• DATA SUPPLIED:
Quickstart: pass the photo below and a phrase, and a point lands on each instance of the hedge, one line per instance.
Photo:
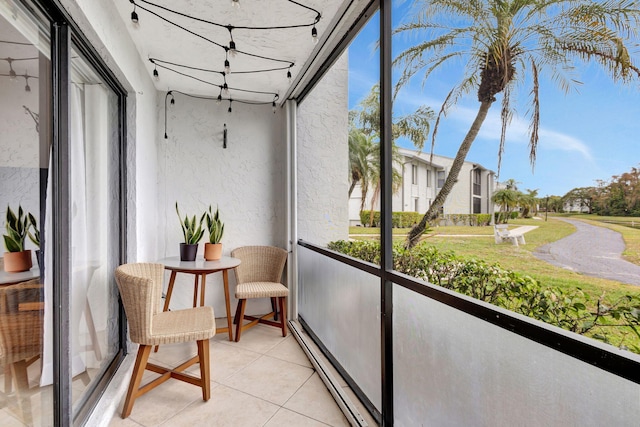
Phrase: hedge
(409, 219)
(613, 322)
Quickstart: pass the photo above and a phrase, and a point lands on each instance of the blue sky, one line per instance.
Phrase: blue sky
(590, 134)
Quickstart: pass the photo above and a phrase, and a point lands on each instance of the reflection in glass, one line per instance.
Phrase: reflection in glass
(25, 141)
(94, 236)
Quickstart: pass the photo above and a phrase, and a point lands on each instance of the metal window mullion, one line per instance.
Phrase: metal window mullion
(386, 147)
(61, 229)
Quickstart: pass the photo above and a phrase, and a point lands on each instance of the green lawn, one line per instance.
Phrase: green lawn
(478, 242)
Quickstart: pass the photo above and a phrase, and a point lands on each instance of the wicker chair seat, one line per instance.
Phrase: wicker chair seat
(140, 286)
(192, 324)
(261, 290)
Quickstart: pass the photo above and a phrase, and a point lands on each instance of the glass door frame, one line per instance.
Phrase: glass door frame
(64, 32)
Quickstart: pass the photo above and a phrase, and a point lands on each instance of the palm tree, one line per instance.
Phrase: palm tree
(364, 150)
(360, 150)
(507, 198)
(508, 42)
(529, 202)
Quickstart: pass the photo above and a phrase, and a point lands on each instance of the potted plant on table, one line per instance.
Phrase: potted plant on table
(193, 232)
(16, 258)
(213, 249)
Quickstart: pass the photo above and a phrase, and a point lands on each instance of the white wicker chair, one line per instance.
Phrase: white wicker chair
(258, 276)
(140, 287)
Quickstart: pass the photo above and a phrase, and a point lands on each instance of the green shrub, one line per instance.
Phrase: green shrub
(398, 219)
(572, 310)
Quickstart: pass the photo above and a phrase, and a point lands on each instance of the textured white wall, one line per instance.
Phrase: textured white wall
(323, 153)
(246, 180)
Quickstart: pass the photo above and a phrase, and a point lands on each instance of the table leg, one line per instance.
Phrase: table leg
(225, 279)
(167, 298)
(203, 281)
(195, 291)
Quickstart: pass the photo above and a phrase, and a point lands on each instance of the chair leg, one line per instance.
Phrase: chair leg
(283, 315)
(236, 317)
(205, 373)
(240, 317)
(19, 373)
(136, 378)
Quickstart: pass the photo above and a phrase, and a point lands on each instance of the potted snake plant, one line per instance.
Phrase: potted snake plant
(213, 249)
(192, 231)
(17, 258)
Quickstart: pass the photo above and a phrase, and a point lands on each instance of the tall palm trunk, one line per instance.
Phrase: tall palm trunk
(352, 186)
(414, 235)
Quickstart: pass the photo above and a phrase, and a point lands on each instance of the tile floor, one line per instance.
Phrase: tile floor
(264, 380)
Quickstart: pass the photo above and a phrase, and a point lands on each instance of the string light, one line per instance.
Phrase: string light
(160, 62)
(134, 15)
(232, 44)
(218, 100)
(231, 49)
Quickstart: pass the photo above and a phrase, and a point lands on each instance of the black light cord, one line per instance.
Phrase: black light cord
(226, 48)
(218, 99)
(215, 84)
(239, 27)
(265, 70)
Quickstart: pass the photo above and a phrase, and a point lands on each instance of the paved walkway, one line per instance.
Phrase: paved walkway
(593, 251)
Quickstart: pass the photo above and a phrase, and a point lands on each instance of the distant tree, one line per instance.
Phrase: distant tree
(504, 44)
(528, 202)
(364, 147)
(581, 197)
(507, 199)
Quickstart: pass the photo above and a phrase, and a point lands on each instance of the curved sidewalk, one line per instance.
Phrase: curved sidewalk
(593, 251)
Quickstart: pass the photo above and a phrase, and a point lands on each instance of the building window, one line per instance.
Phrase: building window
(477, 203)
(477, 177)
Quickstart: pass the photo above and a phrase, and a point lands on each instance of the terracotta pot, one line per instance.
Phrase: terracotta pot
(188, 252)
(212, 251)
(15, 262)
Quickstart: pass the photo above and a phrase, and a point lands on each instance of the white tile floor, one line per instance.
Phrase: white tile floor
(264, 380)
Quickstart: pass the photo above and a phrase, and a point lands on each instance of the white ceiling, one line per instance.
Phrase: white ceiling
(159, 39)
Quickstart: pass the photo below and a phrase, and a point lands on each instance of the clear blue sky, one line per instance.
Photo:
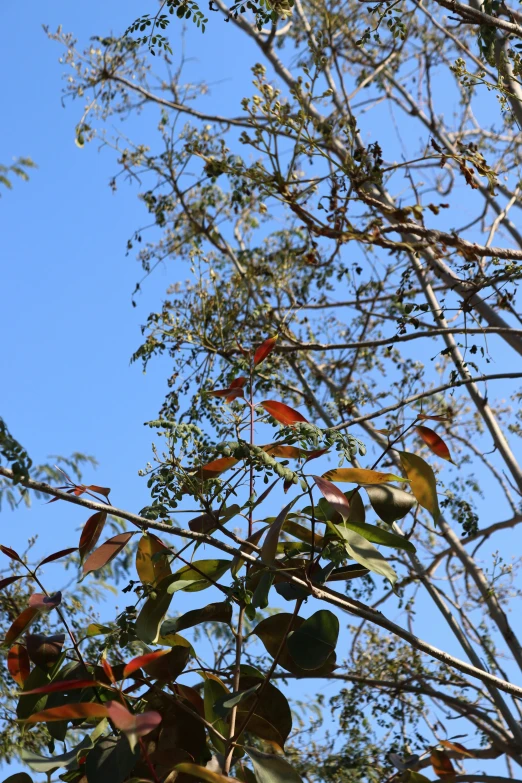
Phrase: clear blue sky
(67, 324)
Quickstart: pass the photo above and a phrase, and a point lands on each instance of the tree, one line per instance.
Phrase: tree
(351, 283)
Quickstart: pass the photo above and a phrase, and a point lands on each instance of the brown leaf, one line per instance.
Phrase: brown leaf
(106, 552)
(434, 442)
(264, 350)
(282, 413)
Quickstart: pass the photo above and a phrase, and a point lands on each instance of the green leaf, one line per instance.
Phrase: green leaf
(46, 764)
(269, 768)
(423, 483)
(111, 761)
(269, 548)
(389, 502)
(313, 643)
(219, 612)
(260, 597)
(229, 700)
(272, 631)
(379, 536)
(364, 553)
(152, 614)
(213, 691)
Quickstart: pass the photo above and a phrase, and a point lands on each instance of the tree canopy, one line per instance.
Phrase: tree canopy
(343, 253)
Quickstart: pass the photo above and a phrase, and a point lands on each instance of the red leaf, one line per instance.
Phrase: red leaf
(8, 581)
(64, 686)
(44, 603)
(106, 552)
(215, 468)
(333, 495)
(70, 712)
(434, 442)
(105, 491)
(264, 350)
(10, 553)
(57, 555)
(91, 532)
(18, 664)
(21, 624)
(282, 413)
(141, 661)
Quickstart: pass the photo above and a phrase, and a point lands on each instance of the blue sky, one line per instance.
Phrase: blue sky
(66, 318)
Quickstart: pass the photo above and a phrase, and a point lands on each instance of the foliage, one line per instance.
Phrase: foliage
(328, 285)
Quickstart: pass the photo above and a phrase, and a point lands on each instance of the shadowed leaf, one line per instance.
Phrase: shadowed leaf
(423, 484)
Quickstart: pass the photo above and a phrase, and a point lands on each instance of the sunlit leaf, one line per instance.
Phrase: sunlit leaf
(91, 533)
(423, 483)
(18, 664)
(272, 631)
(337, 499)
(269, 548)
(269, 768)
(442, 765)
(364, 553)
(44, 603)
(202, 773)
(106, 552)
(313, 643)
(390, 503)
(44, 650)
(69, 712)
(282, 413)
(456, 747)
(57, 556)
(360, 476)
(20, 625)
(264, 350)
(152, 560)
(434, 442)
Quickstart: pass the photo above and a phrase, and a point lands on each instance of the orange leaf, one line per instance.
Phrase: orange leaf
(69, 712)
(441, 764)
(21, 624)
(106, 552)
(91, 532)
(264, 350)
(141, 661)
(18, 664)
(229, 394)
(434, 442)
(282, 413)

• YOUR TASK:
From the records above, print only the lines between the one holding "light, one line per instance." and the one holding "cord, one line per instance.", inclusive, exactly as they stand.

• RESULT FOR THIS TASK:
Quickstart: pass the photo above and a phrase, and a point lands on each instance of the string light, one line per instance.
Phrase: string light
(160, 62)
(134, 15)
(232, 44)
(218, 100)
(231, 49)
Quickstart: pass the photo above and a phrase, and a point lands on each instance of the black light cord, one line per instance.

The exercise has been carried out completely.